ASSIGNED TASK:
Could you work out how many lines in the material below hold the word "extended"? Give only the number in reply.

TASK INPUTS:

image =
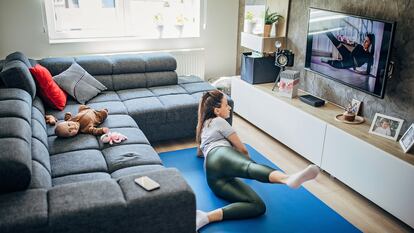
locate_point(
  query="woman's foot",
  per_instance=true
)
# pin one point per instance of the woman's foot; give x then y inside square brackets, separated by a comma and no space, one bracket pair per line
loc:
[297,179]
[201,219]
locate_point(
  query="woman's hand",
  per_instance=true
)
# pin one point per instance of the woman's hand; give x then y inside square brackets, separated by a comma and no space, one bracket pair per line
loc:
[199,152]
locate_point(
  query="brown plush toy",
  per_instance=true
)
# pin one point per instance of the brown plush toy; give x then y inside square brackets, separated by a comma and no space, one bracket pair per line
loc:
[85,122]
[51,120]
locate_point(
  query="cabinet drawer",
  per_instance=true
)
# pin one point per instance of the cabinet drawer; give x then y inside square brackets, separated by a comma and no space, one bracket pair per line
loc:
[377,175]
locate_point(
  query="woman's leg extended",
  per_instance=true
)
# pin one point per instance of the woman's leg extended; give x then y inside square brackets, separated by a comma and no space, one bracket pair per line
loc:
[245,202]
[226,162]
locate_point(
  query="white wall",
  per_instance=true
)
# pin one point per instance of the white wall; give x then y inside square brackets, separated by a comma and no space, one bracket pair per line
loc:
[21,29]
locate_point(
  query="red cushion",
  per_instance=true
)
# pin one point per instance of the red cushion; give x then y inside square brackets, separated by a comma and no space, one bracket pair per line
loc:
[47,88]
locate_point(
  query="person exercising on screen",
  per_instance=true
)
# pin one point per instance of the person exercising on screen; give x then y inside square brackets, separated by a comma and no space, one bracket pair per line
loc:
[356,57]
[226,159]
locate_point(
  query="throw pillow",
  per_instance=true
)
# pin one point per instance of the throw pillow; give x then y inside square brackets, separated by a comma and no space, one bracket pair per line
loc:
[48,90]
[78,83]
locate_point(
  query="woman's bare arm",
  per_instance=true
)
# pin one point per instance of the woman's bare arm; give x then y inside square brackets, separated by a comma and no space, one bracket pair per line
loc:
[237,144]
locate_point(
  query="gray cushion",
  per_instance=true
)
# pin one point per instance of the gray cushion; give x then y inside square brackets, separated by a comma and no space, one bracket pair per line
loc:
[179,107]
[197,87]
[161,78]
[122,156]
[24,211]
[95,65]
[159,62]
[129,81]
[134,135]
[146,110]
[134,93]
[93,206]
[104,97]
[136,170]
[83,177]
[57,65]
[119,121]
[79,84]
[40,176]
[15,74]
[75,162]
[127,63]
[19,56]
[79,142]
[15,141]
[189,79]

REPLY:
2